> TASK DETAILS: Rewrite the lines of the items below as a JSON list of strings, one string per line and blank lines omitted. Include only the lines from the one containing "Detect each light" through the one containing "[479, 419, 721, 467]", both included.

## Begin LISTED RECORDS

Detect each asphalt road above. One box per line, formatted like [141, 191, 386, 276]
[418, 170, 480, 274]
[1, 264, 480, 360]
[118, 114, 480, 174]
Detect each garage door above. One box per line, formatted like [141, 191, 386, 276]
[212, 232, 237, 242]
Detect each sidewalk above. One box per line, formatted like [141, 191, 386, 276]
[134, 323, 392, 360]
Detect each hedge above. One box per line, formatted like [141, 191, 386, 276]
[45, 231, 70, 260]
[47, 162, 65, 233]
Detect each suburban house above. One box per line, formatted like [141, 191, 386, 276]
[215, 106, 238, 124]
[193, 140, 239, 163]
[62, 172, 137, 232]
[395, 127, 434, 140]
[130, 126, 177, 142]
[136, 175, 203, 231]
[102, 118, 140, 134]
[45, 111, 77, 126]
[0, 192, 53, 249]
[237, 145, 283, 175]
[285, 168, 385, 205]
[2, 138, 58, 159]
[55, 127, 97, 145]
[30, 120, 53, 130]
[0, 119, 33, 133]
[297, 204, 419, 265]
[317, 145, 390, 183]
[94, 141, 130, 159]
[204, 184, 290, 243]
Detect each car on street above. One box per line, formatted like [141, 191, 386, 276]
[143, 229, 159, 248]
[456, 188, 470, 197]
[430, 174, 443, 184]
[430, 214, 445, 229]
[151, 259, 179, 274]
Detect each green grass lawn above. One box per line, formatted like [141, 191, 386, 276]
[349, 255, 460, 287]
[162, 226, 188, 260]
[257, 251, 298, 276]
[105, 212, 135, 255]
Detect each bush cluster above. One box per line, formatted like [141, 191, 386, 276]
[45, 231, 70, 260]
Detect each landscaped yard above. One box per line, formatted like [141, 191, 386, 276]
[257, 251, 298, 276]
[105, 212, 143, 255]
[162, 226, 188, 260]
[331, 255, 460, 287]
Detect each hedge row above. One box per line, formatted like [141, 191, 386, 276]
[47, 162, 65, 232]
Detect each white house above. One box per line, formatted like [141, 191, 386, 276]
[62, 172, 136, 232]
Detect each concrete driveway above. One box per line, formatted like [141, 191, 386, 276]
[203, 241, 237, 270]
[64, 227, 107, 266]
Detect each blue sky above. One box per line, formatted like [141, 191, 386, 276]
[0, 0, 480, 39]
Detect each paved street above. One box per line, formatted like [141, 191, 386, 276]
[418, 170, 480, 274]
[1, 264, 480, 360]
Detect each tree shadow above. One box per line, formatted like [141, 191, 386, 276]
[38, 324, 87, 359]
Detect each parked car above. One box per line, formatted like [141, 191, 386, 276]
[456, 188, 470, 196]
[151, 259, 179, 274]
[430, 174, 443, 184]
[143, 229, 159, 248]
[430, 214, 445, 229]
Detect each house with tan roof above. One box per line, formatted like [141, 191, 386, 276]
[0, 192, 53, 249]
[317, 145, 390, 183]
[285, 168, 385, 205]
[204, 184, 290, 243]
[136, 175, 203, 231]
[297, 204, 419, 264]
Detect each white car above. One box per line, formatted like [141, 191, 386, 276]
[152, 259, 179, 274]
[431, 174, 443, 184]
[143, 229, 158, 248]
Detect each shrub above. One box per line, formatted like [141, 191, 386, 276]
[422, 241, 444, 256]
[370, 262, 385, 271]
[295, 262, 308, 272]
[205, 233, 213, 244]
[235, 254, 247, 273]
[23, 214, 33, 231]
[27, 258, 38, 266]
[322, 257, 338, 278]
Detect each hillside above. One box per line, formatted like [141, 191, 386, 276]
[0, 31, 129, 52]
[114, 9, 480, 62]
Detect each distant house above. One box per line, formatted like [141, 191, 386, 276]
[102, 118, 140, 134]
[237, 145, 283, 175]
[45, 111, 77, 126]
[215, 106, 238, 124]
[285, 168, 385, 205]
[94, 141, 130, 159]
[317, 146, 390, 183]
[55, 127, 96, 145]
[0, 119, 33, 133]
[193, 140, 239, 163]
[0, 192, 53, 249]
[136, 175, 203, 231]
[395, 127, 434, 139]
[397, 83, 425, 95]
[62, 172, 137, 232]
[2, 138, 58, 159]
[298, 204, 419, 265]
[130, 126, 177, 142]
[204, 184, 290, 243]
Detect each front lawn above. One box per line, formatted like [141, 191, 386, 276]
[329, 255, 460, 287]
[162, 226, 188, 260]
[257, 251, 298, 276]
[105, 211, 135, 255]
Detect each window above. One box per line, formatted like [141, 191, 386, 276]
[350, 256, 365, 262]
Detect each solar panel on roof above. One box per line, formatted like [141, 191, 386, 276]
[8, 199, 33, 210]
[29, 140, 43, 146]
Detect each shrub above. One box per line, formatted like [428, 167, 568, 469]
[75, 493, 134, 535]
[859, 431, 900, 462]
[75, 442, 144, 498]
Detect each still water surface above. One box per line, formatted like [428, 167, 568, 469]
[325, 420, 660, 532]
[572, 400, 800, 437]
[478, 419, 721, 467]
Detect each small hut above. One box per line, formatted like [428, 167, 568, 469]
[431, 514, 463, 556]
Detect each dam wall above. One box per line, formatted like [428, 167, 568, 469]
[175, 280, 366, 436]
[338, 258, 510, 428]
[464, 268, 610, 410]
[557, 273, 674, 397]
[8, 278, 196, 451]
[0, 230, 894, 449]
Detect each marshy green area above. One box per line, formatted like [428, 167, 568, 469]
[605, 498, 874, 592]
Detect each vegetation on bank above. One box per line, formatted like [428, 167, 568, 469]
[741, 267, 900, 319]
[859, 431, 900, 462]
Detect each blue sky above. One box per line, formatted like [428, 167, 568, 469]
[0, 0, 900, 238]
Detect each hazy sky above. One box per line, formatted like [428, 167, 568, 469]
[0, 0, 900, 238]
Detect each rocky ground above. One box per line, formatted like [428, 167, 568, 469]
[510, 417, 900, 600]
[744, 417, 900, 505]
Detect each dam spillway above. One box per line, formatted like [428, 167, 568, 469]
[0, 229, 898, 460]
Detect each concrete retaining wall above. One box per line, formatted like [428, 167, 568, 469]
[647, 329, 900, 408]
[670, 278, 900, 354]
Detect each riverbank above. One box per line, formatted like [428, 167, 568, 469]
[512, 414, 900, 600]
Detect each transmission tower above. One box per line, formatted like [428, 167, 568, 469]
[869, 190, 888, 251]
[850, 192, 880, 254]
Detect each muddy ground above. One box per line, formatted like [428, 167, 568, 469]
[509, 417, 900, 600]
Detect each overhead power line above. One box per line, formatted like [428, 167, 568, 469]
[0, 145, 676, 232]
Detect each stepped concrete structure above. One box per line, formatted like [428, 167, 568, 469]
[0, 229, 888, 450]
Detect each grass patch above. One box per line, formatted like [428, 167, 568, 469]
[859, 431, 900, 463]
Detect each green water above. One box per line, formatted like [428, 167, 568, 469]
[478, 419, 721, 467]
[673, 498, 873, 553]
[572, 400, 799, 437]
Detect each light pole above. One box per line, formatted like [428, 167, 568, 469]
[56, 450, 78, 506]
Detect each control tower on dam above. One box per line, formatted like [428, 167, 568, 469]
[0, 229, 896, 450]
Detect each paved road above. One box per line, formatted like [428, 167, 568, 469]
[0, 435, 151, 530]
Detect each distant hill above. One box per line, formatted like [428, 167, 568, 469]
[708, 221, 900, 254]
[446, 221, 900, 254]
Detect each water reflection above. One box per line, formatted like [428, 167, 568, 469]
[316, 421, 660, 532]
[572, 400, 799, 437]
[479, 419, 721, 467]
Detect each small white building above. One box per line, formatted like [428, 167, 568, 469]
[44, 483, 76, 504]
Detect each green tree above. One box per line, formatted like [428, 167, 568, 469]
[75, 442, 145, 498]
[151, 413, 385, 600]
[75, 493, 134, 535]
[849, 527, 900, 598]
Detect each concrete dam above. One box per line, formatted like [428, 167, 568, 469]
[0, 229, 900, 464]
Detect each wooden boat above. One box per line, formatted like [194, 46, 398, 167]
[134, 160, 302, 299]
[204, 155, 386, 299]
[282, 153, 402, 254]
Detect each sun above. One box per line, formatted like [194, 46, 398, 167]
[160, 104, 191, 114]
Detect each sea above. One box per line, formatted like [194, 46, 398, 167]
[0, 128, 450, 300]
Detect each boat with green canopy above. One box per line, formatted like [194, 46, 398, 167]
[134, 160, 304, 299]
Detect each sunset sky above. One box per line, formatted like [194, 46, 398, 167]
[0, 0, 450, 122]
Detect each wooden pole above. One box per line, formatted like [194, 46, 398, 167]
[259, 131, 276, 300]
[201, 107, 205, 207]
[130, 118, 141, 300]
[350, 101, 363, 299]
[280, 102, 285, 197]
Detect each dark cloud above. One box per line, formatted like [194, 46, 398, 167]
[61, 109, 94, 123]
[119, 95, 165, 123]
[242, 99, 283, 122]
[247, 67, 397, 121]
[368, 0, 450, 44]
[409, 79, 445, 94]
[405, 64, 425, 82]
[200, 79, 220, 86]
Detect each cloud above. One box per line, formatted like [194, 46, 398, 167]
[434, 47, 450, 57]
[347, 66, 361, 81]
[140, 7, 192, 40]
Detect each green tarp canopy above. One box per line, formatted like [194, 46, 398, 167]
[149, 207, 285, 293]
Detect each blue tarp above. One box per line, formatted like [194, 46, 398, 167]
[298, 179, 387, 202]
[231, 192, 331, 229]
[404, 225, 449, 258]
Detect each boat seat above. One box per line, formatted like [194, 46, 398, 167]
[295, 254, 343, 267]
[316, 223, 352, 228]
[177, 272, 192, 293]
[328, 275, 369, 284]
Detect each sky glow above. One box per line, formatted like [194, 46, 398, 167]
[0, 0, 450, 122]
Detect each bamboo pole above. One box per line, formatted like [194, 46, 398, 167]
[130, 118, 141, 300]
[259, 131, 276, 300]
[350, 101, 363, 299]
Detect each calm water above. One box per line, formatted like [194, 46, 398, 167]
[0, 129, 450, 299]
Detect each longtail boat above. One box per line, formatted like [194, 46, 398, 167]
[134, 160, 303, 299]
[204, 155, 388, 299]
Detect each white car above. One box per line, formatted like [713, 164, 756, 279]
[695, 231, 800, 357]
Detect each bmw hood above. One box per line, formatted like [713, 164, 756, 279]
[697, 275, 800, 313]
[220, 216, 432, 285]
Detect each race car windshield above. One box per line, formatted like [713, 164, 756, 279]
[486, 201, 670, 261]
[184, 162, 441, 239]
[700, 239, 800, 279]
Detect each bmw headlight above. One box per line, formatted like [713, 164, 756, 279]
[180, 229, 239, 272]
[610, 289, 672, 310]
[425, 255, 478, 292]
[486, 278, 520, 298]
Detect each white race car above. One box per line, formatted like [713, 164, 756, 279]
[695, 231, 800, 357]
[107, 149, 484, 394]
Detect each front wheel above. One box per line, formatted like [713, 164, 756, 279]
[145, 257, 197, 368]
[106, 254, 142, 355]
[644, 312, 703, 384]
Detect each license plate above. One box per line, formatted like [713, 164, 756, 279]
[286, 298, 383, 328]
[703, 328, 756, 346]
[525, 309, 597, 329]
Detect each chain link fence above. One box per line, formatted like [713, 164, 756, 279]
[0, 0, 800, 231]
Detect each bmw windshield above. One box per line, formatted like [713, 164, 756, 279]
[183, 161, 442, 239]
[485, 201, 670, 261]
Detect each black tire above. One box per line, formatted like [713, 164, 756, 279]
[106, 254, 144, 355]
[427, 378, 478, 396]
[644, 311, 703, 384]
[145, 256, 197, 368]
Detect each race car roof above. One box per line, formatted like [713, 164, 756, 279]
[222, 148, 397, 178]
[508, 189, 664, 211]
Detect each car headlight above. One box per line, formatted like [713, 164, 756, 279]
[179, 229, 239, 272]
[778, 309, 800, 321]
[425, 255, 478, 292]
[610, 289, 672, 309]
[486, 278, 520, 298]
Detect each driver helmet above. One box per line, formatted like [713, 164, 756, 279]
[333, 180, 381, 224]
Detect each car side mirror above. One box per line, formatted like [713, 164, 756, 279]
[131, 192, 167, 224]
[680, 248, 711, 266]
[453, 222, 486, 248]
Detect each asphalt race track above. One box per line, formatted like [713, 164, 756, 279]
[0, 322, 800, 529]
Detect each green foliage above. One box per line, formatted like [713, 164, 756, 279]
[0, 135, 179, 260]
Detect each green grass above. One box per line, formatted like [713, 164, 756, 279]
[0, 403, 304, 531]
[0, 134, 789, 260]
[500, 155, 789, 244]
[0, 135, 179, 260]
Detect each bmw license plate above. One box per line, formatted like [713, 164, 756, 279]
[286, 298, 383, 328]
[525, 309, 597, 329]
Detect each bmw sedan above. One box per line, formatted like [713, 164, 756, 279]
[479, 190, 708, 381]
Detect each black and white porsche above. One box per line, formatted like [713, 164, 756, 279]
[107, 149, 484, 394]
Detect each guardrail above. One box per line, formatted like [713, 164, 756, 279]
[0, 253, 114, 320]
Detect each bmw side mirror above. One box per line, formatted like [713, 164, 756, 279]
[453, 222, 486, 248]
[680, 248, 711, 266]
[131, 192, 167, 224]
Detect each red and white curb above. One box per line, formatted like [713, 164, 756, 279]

## End LISTED RECORDS

> SOLUTION TO THIS EXERCISE:
[
  "Detect each light pole above. One box per line, formatted like [428, 167, 568, 469]",
  "[56, 450, 78, 506]",
  "Detect each control tower on dam above. One box per line, formatted like [428, 167, 568, 469]",
  "[0, 229, 896, 450]",
  "Detect each paved road above. One box per line, formatted like [428, 167, 568, 469]",
  "[0, 435, 151, 530]",
  "Detect each distant hill above. One box per line, formatted like [428, 167, 568, 469]",
  "[708, 221, 900, 254]",
  "[446, 221, 900, 254]",
  "Detect each water reflection above. One box per line, formatted like [428, 167, 568, 469]",
  "[316, 421, 660, 532]",
  "[572, 400, 799, 437]",
  "[479, 419, 721, 467]"
]